*** Opening Dataset extract ***

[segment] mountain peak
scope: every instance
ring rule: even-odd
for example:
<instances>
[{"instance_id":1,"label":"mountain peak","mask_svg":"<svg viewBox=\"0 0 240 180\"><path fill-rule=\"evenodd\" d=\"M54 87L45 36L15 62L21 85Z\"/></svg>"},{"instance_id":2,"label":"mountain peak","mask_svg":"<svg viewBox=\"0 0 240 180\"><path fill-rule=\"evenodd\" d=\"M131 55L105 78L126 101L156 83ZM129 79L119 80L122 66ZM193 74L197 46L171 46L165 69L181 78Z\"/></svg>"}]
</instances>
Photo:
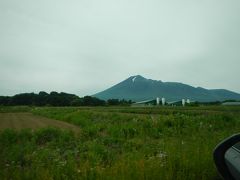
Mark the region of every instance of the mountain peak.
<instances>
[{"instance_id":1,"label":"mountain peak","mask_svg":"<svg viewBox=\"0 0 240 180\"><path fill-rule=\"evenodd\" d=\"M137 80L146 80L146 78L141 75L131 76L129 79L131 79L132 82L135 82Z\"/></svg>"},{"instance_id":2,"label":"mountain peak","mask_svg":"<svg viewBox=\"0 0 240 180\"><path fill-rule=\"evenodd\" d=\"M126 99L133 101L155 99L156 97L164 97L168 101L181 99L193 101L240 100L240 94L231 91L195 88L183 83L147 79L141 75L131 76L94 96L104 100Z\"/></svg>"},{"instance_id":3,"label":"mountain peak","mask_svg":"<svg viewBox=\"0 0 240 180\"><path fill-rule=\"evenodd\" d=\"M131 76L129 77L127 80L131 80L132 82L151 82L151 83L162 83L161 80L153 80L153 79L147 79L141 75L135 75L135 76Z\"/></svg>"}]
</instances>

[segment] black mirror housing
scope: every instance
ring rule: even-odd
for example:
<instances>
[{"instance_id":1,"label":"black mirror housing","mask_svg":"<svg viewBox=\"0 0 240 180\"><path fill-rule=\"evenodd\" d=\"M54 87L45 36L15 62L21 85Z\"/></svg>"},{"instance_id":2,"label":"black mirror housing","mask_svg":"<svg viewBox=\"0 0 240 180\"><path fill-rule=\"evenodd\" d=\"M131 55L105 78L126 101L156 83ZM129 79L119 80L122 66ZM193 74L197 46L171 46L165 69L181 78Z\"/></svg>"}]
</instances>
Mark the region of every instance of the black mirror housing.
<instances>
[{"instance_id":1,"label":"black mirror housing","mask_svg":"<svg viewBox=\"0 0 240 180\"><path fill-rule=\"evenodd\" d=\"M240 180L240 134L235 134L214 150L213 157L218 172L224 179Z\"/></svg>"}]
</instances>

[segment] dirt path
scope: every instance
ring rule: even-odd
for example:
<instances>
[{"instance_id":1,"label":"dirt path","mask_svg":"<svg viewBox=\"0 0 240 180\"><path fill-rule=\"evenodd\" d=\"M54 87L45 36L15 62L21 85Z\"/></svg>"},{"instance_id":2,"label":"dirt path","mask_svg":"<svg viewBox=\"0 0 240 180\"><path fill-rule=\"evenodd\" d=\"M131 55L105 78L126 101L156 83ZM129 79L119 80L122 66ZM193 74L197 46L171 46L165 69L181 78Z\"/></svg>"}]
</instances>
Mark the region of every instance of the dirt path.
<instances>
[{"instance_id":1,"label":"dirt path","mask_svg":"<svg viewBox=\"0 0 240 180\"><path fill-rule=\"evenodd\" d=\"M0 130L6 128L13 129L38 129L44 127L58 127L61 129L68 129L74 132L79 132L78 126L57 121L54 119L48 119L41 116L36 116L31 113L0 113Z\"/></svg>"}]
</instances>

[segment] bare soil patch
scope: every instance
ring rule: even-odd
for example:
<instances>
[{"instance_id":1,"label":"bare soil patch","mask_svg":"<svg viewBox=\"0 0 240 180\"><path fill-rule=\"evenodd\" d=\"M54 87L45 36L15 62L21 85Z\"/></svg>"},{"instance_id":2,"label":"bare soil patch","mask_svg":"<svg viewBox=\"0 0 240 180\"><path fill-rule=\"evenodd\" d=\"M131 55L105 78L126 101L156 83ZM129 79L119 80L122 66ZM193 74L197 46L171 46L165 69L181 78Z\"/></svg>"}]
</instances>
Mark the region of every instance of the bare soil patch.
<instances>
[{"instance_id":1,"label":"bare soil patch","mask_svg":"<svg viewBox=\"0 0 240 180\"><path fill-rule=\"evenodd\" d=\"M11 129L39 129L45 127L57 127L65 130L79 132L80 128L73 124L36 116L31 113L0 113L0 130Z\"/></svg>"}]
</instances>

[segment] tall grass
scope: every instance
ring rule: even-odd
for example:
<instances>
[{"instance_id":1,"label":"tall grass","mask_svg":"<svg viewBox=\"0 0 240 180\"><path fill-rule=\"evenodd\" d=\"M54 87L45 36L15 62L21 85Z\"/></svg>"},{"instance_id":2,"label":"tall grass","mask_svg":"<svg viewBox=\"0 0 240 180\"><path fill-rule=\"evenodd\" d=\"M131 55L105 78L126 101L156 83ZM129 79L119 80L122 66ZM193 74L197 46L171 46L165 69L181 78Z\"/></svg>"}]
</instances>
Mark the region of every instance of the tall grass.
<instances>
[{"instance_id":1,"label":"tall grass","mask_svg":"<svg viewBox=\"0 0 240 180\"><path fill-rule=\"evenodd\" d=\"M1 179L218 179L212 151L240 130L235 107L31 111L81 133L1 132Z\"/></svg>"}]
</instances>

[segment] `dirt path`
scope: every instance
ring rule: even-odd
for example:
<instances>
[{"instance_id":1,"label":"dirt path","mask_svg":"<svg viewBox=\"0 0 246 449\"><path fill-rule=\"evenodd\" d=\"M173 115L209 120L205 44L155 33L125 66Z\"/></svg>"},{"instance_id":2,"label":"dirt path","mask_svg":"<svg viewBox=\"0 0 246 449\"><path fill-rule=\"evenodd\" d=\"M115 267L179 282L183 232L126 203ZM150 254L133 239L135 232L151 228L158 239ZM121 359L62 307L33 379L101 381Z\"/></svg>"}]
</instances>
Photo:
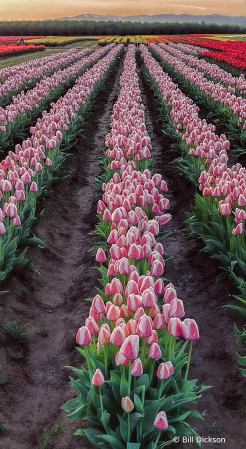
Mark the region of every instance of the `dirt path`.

*** Closing Dataset extract ***

◆ Exercise brief: Leaving the pictures out, output each line of the listing exactly.

◆ Response:
[segment] mountain peak
scope: every instance
ring rule: even-odd
for example:
<instances>
[{"instance_id":1,"label":"mountain peak","mask_svg":"<svg viewBox=\"0 0 240 180\"><path fill-rule=\"evenodd\" d=\"M54 87L45 36L15 62L21 85Z\"/></svg>"},{"instance_id":2,"label":"mountain peak","mask_svg":"<svg viewBox=\"0 0 240 180\"><path fill-rule=\"evenodd\" d=\"M131 55L105 78L126 101L156 83ZM129 79L119 80L122 66ZM193 74L197 46L171 46L165 69L181 78Z\"/></svg>"}]
</instances>
Photo:
Mark the region of every instance of the mountain peak.
<instances>
[{"instance_id":1,"label":"mountain peak","mask_svg":"<svg viewBox=\"0 0 240 180\"><path fill-rule=\"evenodd\" d=\"M137 80L146 80L146 78L141 75L131 76L129 79L131 79L132 82L135 82Z\"/></svg>"},{"instance_id":2,"label":"mountain peak","mask_svg":"<svg viewBox=\"0 0 240 180\"><path fill-rule=\"evenodd\" d=\"M126 99L133 101L155 99L156 97L164 97L168 101L181 99L193 101L240 100L240 94L231 91L195 88L183 83L147 79L141 75L131 76L94 96L104 100Z\"/></svg>"},{"instance_id":3,"label":"mountain peak","mask_svg":"<svg viewBox=\"0 0 240 180\"><path fill-rule=\"evenodd\" d=\"M131 76L129 77L127 80L131 80L132 82L151 82L151 83L162 83L161 80L153 80L153 79L147 79L141 75L135 75L135 76Z\"/></svg>"}]
</instances>

[segment] black mirror housing
scope: every instance
ring rule: even-odd
for example:
<instances>
[{"instance_id":1,"label":"black mirror housing","mask_svg":"<svg viewBox=\"0 0 240 180\"><path fill-rule=\"evenodd\" d=\"M54 87L45 36L15 62L21 85Z\"/></svg>"},{"instance_id":2,"label":"black mirror housing","mask_svg":"<svg viewBox=\"0 0 240 180\"><path fill-rule=\"evenodd\" d=\"M131 55L105 78L126 101L156 83ZM129 79L119 80L122 66ZM193 74L197 46L171 46L165 69L181 78Z\"/></svg>"}]
</instances>
Mark the region of every instance of the black mirror housing.
<instances>
[{"instance_id":1,"label":"black mirror housing","mask_svg":"<svg viewBox=\"0 0 240 180\"><path fill-rule=\"evenodd\" d=\"M240 180L240 134L235 134L214 150L213 157L218 172L224 179Z\"/></svg>"}]
</instances>

[segment] dirt path
scope: every instance
ring rule: even-odd
for example:
<instances>
[{"instance_id":1,"label":"dirt path","mask_svg":"<svg viewBox=\"0 0 240 180\"><path fill-rule=\"evenodd\" d=\"M54 87L45 36L15 62L21 85Z\"/></svg>"},{"instance_id":2,"label":"dirt path","mask_svg":"<svg viewBox=\"0 0 240 180\"><path fill-rule=\"evenodd\" d=\"M131 55L105 78L126 101L156 83ZM129 79L119 80L122 66ZM193 74L197 46L171 46L165 69L181 78Z\"/></svg>"}]
</instances>
Mark the region of every instance of the dirt path.
<instances>
[{"instance_id":1,"label":"dirt path","mask_svg":"<svg viewBox=\"0 0 240 180\"><path fill-rule=\"evenodd\" d=\"M0 130L6 128L13 129L38 129L44 127L58 127L61 129L68 129L74 132L79 132L78 126L57 121L54 119L48 119L41 116L36 116L31 113L0 113Z\"/></svg>"}]
</instances>

[segment] bare soil patch
scope: every instance
ring rule: even-odd
for example:
<instances>
[{"instance_id":1,"label":"bare soil patch","mask_svg":"<svg viewBox=\"0 0 240 180\"><path fill-rule=\"evenodd\" d=\"M54 87L45 36L15 62L21 85Z\"/></svg>"},{"instance_id":2,"label":"bare soil patch","mask_svg":"<svg viewBox=\"0 0 240 180\"><path fill-rule=\"evenodd\" d=\"M131 55L105 78L126 101L156 83ZM129 79L119 80L122 66ZM193 74L197 46L171 46L165 69L181 78Z\"/></svg>"}]
</instances>
Mark the region of every instance of the bare soil patch.
<instances>
[{"instance_id":1,"label":"bare soil patch","mask_svg":"<svg viewBox=\"0 0 240 180\"><path fill-rule=\"evenodd\" d=\"M11 129L39 129L45 127L57 127L65 130L79 132L80 128L73 124L36 116L31 113L0 113L0 130Z\"/></svg>"}]
</instances>

[segment] tall grass
scope: every instance
ring rule: even-odd
for example:
<instances>
[{"instance_id":1,"label":"tall grass","mask_svg":"<svg viewBox=\"0 0 240 180\"><path fill-rule=\"evenodd\" d=\"M54 87L45 36L15 62L21 85Z\"/></svg>"},{"instance_id":2,"label":"tall grass","mask_svg":"<svg viewBox=\"0 0 240 180\"><path fill-rule=\"evenodd\" d=\"M131 55L105 78L126 101L156 83ZM129 79L119 80L122 66ZM193 74L197 46L171 46L165 69L181 78Z\"/></svg>"}]
</instances>
Mark the region of every instance of the tall grass.
<instances>
[{"instance_id":1,"label":"tall grass","mask_svg":"<svg viewBox=\"0 0 240 180\"><path fill-rule=\"evenodd\" d=\"M1 179L218 179L212 151L240 130L235 107L31 111L81 133L1 132Z\"/></svg>"}]
</instances>

[segment] `dirt path`
scope: every instance
ring rule: even-odd
for example:
<instances>
[{"instance_id":1,"label":"dirt path","mask_svg":"<svg viewBox=\"0 0 246 449\"><path fill-rule=\"evenodd\" d=\"M173 115L209 120L205 44L155 33L125 66Z\"/></svg>"},{"instance_id":2,"label":"dirt path","mask_svg":"<svg viewBox=\"0 0 246 449\"><path fill-rule=\"evenodd\" d=\"M115 267L179 282L183 232L126 203ZM150 254L133 239L135 232L151 228L158 239ZM121 359L62 307L33 379L101 381Z\"/></svg>"}]
</instances>
Photo:
Mark the region of every instance of the `dirt path`.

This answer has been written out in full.